■ **Task to carry out**
Beginning at the line that contains "Query: white running shoe" and ending at the last line of the records below, retype each line exactly and add nothing.

[Dataset entries]
____________________

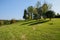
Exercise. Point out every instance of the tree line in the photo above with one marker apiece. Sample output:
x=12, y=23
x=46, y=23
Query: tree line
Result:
x=38, y=12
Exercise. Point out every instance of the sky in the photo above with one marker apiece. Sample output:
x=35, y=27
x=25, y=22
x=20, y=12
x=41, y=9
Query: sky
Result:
x=14, y=9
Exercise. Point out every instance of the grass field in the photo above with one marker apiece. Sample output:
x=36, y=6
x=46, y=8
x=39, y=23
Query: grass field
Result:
x=31, y=30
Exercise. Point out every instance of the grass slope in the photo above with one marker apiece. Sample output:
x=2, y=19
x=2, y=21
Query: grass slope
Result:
x=31, y=30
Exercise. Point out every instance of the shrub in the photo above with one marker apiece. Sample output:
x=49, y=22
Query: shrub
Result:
x=12, y=21
x=1, y=22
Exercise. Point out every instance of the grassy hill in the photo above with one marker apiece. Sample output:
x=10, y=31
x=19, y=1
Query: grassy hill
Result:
x=31, y=30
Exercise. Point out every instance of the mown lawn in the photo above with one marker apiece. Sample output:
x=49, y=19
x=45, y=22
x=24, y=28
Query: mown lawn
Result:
x=31, y=30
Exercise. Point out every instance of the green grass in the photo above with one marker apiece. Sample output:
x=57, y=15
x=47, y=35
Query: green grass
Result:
x=31, y=30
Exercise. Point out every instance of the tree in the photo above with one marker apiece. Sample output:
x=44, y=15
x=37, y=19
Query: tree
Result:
x=38, y=4
x=50, y=14
x=25, y=16
x=35, y=13
x=30, y=11
x=45, y=8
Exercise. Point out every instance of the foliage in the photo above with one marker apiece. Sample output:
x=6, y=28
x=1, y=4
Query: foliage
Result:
x=25, y=14
x=30, y=11
x=12, y=21
x=50, y=14
x=1, y=22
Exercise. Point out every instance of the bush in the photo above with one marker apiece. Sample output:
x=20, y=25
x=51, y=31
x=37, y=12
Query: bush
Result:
x=1, y=22
x=12, y=21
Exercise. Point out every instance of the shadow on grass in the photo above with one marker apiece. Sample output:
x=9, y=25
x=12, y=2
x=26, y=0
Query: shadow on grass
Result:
x=39, y=22
x=28, y=22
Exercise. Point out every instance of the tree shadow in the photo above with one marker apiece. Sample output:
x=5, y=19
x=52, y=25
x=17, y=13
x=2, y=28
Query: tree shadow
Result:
x=39, y=22
x=28, y=22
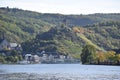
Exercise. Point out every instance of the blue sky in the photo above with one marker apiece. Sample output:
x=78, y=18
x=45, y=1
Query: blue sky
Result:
x=65, y=6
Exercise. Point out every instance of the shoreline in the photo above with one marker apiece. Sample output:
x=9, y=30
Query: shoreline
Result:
x=56, y=76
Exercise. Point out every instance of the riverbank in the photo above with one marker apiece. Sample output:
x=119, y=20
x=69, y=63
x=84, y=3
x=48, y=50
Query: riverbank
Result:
x=33, y=76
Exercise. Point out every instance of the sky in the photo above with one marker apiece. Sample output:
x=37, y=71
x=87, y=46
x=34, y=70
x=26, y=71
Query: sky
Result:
x=65, y=6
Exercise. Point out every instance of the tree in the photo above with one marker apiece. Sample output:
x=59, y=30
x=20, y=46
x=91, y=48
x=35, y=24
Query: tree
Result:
x=88, y=54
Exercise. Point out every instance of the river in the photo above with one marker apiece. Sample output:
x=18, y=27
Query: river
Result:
x=82, y=72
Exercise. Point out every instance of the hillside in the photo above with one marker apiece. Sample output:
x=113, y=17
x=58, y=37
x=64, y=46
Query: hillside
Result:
x=20, y=25
x=55, y=32
x=59, y=39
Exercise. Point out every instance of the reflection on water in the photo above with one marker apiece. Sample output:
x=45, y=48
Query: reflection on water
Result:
x=65, y=70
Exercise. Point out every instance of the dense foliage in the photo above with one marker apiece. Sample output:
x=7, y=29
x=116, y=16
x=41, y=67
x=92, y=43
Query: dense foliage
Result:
x=58, y=39
x=90, y=56
x=37, y=31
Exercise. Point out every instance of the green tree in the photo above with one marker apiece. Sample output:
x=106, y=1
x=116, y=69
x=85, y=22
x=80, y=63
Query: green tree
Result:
x=88, y=54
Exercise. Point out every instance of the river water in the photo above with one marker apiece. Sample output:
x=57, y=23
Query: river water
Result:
x=88, y=72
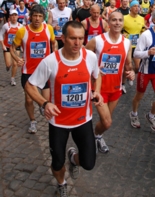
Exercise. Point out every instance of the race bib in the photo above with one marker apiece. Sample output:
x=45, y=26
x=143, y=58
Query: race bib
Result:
x=144, y=10
x=61, y=22
x=72, y=7
x=10, y=38
x=91, y=36
x=74, y=95
x=37, y=49
x=110, y=64
x=133, y=38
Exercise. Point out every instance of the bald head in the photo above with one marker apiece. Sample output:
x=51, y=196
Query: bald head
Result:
x=114, y=14
x=95, y=12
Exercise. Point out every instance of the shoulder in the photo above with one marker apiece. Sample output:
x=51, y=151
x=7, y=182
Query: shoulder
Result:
x=49, y=27
x=68, y=9
x=91, y=54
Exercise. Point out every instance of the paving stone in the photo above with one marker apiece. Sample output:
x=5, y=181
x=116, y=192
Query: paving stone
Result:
x=128, y=170
x=15, y=184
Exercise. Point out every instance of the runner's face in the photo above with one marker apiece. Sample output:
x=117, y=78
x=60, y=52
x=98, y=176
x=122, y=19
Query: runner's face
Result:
x=125, y=3
x=134, y=9
x=13, y=18
x=112, y=3
x=153, y=8
x=22, y=4
x=87, y=3
x=116, y=22
x=36, y=20
x=95, y=13
x=73, y=41
x=61, y=4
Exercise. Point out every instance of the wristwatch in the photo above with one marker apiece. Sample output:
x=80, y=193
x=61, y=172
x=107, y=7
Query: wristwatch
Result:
x=44, y=104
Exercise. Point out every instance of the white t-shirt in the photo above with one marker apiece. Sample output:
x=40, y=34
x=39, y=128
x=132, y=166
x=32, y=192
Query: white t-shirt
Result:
x=48, y=69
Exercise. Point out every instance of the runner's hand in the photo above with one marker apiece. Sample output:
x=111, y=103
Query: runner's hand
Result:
x=51, y=110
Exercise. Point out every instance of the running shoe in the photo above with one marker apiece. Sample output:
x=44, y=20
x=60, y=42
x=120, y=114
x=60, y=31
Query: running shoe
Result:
x=8, y=68
x=101, y=145
x=134, y=120
x=151, y=121
x=41, y=111
x=123, y=89
x=73, y=169
x=13, y=82
x=130, y=82
x=62, y=191
x=33, y=129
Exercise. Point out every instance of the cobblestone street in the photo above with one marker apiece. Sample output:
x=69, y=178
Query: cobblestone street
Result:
x=128, y=170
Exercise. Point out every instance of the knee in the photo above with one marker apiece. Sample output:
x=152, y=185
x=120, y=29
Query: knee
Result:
x=106, y=123
x=28, y=101
x=88, y=165
x=57, y=166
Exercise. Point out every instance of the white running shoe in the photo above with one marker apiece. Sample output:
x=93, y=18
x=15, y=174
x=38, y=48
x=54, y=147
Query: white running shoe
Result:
x=101, y=145
x=33, y=129
x=134, y=121
x=13, y=83
x=130, y=82
x=62, y=191
x=151, y=121
x=123, y=89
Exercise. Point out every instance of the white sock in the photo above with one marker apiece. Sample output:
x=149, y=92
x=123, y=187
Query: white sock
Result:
x=63, y=183
x=134, y=113
x=151, y=115
x=72, y=159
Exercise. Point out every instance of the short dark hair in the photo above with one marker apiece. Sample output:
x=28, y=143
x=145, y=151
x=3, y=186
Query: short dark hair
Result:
x=74, y=24
x=37, y=9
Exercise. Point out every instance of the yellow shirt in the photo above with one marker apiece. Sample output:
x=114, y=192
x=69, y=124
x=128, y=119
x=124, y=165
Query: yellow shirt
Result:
x=133, y=27
x=21, y=32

____________________

■ **Result of this task**
Query: white running shoe
Result:
x=101, y=145
x=33, y=129
x=134, y=121
x=13, y=83
x=130, y=82
x=62, y=191
x=151, y=121
x=123, y=89
Exercise. Point out every instance of the white sock in the photo above with one marker apiece. Sample output:
x=149, y=92
x=123, y=187
Query: white sock
Result:
x=63, y=183
x=134, y=113
x=151, y=115
x=72, y=159
Exercise. Point out every instance of the short dark hair in the photo above with one marker apiece. Sample output:
x=28, y=143
x=145, y=151
x=3, y=186
Query: short dark hair
Result:
x=74, y=24
x=37, y=9
Exercise. Point out every instance of the yellow shirt in the photo above with one marker apiece. Sample output:
x=114, y=192
x=69, y=124
x=128, y=119
x=124, y=165
Query: yellow shirt
Result:
x=133, y=27
x=21, y=32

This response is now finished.